Below is a block of records; repeat all of them exactly.

________________

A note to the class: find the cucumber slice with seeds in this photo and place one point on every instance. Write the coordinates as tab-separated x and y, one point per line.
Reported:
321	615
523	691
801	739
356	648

________________

Response to the exercise:
A note to the class: find the cucumber slice with seeds in this photo and place one point on every instance. Write the coordinates as tab-separated x and y, one point per line.
Reported:
321	615
523	691
801	739
356	648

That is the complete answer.